> [Description of the task] Update these lines by changing "in this photo" to "in this image" throughout, keeping everything else as it is, and leave the pictures out.

> [Task inputs]
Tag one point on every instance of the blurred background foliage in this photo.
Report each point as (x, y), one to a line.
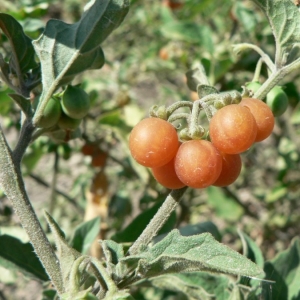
(146, 61)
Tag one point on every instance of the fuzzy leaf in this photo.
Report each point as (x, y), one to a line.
(66, 254)
(178, 283)
(63, 46)
(284, 18)
(199, 285)
(175, 254)
(85, 234)
(22, 50)
(113, 251)
(21, 257)
(136, 227)
(251, 250)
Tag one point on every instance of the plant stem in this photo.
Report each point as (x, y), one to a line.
(273, 80)
(158, 220)
(23, 141)
(13, 186)
(257, 70)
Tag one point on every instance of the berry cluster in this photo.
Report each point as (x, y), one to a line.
(200, 163)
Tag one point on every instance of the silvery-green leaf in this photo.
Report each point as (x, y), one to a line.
(62, 45)
(176, 253)
(284, 18)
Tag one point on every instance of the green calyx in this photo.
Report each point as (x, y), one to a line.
(277, 100)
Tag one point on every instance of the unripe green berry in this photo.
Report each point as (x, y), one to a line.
(51, 113)
(75, 102)
(67, 123)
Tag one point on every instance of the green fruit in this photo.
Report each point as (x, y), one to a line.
(51, 114)
(68, 123)
(63, 136)
(75, 102)
(277, 100)
(253, 86)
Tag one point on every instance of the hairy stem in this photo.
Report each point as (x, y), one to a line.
(158, 220)
(273, 80)
(13, 186)
(23, 142)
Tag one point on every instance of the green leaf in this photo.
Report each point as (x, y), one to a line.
(179, 283)
(136, 227)
(246, 16)
(49, 295)
(225, 207)
(196, 77)
(284, 18)
(251, 250)
(5, 102)
(66, 254)
(85, 234)
(22, 50)
(113, 251)
(207, 226)
(284, 269)
(177, 254)
(197, 285)
(21, 257)
(73, 48)
(195, 229)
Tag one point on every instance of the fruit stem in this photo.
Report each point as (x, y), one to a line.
(257, 70)
(272, 81)
(178, 116)
(158, 220)
(172, 108)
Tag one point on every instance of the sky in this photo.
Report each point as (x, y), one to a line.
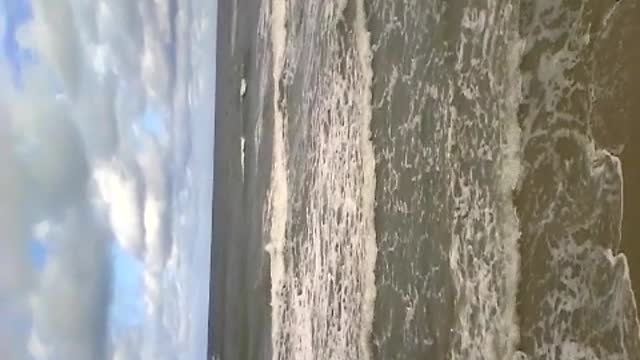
(106, 147)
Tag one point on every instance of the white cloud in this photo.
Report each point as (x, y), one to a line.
(121, 192)
(70, 306)
(102, 63)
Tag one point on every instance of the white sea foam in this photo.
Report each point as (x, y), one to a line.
(322, 244)
(278, 193)
(484, 255)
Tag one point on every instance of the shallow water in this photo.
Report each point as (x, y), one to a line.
(423, 179)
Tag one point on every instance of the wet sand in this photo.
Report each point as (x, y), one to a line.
(624, 124)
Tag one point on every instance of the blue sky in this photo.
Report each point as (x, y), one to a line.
(97, 161)
(127, 309)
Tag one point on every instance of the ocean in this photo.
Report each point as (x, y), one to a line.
(426, 179)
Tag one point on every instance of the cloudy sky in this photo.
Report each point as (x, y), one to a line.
(106, 144)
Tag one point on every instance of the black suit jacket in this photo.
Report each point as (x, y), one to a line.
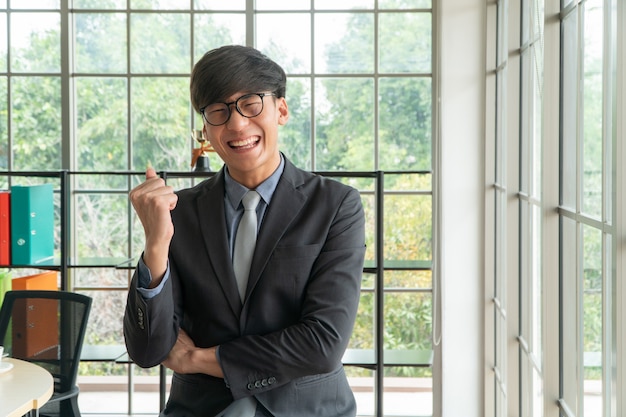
(285, 343)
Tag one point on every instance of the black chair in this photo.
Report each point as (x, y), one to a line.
(48, 328)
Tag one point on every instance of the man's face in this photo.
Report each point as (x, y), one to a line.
(249, 146)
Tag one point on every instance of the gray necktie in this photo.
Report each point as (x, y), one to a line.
(245, 241)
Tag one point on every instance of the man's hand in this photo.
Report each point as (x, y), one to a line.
(186, 358)
(153, 200)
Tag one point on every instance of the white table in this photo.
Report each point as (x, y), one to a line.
(24, 388)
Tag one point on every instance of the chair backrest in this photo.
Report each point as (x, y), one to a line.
(47, 328)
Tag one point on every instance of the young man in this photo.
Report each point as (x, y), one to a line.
(267, 342)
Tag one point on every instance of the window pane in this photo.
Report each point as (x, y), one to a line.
(405, 124)
(592, 313)
(592, 109)
(102, 124)
(105, 322)
(404, 4)
(344, 124)
(409, 279)
(286, 38)
(214, 30)
(158, 105)
(407, 392)
(36, 4)
(363, 333)
(408, 324)
(100, 43)
(36, 123)
(348, 47)
(570, 369)
(91, 4)
(283, 4)
(158, 4)
(343, 4)
(102, 228)
(295, 136)
(220, 5)
(408, 228)
(405, 42)
(35, 42)
(170, 54)
(569, 111)
(3, 42)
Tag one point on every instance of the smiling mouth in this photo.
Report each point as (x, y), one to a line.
(244, 143)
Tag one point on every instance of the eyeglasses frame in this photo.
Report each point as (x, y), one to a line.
(236, 103)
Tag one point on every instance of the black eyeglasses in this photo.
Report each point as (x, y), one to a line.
(249, 105)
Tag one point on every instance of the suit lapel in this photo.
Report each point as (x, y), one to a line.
(210, 206)
(286, 203)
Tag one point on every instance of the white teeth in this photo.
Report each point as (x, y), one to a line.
(244, 142)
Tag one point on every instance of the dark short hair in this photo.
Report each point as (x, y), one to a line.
(224, 71)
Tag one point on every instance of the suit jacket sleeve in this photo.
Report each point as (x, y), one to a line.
(317, 339)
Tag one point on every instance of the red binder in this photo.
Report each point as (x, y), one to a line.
(5, 227)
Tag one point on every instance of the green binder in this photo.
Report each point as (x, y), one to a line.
(32, 224)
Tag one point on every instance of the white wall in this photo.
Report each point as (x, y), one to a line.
(462, 158)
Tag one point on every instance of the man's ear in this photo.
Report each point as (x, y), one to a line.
(283, 111)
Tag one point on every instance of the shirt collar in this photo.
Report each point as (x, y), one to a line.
(236, 191)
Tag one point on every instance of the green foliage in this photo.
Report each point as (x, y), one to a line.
(122, 122)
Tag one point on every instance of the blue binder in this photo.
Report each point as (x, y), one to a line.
(32, 224)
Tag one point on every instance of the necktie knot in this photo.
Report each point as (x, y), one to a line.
(250, 200)
(245, 241)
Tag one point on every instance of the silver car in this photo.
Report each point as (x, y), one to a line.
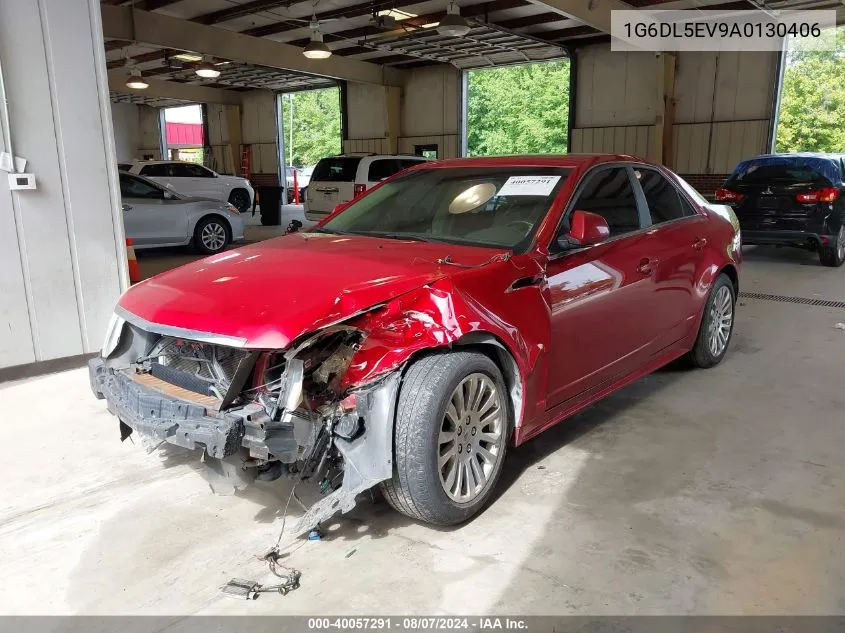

> [Solution for this problem]
Tag one point on every instance of the blurred background foliage in this image.
Report each point as (x, y), one to a line.
(146, 61)
Tag one point on every instance of the fuzzy leaf in this image.
Report each point as (x, y), one to a line.
(66, 254)
(178, 283)
(63, 46)
(284, 18)
(199, 285)
(175, 254)
(85, 234)
(22, 50)
(113, 251)
(21, 257)
(136, 227)
(251, 250)
Tag one point on every instance of the plant stem in this image.
Report each point as (x, y), one to a line.
(273, 80)
(158, 220)
(23, 141)
(13, 186)
(257, 70)
Tag one point on every instance of the berry cluster in this image.
Report each point as (x, y), one to a line.
(200, 163)
Tag one point on every instance of the silvery-green leaf in this image.
Report each point as (x, y), one to a line.
(62, 45)
(176, 253)
(284, 18)
Tag one point on every instance of the green calyx in this image.
Report each point as (x, y), one to a line.
(277, 100)
Tag one point on every instance of the unripe green berry in this image.
Report each point as (x, y), one to a line.
(51, 113)
(75, 102)
(67, 123)
Tag one point on every instance of the green fruit in this image.
Report each point as (x, y), one to a line.
(51, 114)
(68, 123)
(63, 136)
(75, 102)
(277, 100)
(253, 86)
Tag one point on every instance of the hairy stem in this image.
Report each point as (x, y), one to a line.
(158, 220)
(273, 80)
(13, 186)
(23, 142)
Tag one point on every instance of the green leaf in this image.
Report each point as (x, y), one to a line.
(179, 283)
(136, 227)
(246, 16)
(49, 295)
(225, 207)
(196, 77)
(284, 18)
(251, 250)
(5, 102)
(66, 254)
(85, 234)
(22, 50)
(113, 251)
(207, 226)
(284, 269)
(177, 254)
(197, 285)
(21, 257)
(73, 48)
(195, 229)
Tag one point on every instance of the fruit stem in this image.
Report each point as (x, y), one to a line.
(257, 70)
(272, 81)
(178, 116)
(158, 220)
(172, 108)
Tag one point on every instance of the sky in this image.
Report each point as (x, y), one to a line.
(106, 147)
Tag one point on every instance of the white cloud in this image.
Report each point as (x, y), one to a line.
(121, 192)
(70, 306)
(102, 63)
Tag one point on every instance of the white sea foam in this image.
Report each point as (x, y), one to a line.
(322, 244)
(278, 193)
(484, 255)
Tag one point on every instance of the shallow water in this image.
Report each point as (x, y), one to a line.
(423, 179)
Tag one point on every instance of the wet sand in this image.
Report each point as (x, y), one to a line.
(624, 124)
Tag one point on every instance of the blue sky in this image.
Report each point as (x, y), one to a line.
(97, 161)
(127, 309)
Tag one point on every instance of the ocean in this image.
Report each point as (x, y), one to a line.
(426, 179)
Tag one point on every instance of the cloudy sky in this image.
Report each point as (x, y), one to a line.
(106, 144)
Tag one point on every instance of the black suit jacket in this image.
Report each point as (x, y), one to a line.
(285, 343)
Tag one point on every instance of the black chair in this image.
Report each point as (x, y), one to a line.
(48, 328)
Tag one point on every instance of the man's face in this image.
Report each point as (x, y), one to a line.
(249, 146)
Tag one point on every instance of the gray necktie in this image.
Report each point as (x, y), one to a line.
(245, 241)
Tag one point on every instance of the man's hand in this image.
Report each point as (x, y), one to a line.
(186, 358)
(153, 200)
Tag one point on every instance of the white table in this image.
Report each point as (x, y), one to a line.
(24, 388)
Tag one point on every instance of the chair backrest in this image.
Report each point as (x, y), one to a line.
(47, 328)
Tag one point on every instance of the young man in this image.
Report each point as (x, y), one to a line.
(267, 342)
Tag one point on every instance of the window pane in this image.
Report each point as (x, y), one to a line.
(405, 124)
(592, 313)
(592, 109)
(102, 124)
(105, 322)
(404, 4)
(344, 124)
(409, 279)
(286, 38)
(214, 30)
(158, 105)
(407, 392)
(36, 4)
(363, 333)
(408, 324)
(100, 43)
(36, 123)
(348, 47)
(570, 369)
(91, 4)
(283, 4)
(158, 4)
(343, 4)
(102, 228)
(295, 136)
(220, 5)
(408, 228)
(405, 42)
(35, 42)
(170, 54)
(569, 111)
(3, 42)
Tag one point on every instance of the smiling mouth in this image.
Report each point as (x, y), one to a line.
(244, 143)
Tag one point on every instance of the eyeglasses frame in this image.
Report each point as (x, y), one to a line.
(236, 103)
Tag one point on every instance of the black eyeglasses in this image.
Report each point as (x, y), one to a line.
(249, 105)
Tag one point on every instance of the suit lapel in this image.
Report each point as (x, y), one to a line.
(210, 206)
(286, 203)
Tag one point on every instance of the white teeth in this image.
Report each point as (x, y), one to a line.
(244, 142)
Tag one point on every instance of the dark short hair in this image.
Report each point as (x, y), one to a line.
(224, 71)
Tag one point on every instance of the suit jacket sleeve in this image.
Report each point as (x, y), one to a line.
(317, 339)
Tag one point on every instance of the red binder in this image.
Report each point as (x, y), one to a line.
(5, 227)
Tag one point on every instance of the green binder in this image.
Report each point as (x, y), one to a line.
(32, 224)
Tag one point on every instance of the white wall in this image.
Report each point as (x, y), one to a line.
(462, 158)
Tag one point on every instance of the man's ear in this image.
Report each point as (x, y), one to a line.
(283, 111)
Tag one point on every instance of the shirt collar in this image.
Report each point as (x, y), one to a line.
(236, 191)
Tag one point on every instance of the green foliage in this image.
Report each point as (x, y), one to a line.
(122, 122)
Tag one point on every instance of the blue binder in this image.
Report each point as (x, y), one to a line.
(32, 224)
Tag one point on every instance of the necktie knot in this image.
Report each point as (x, y), one to a line.
(250, 200)
(245, 241)
Tag one point on every instance of the silver car in this image.
Report each point as (x, y), one to a line.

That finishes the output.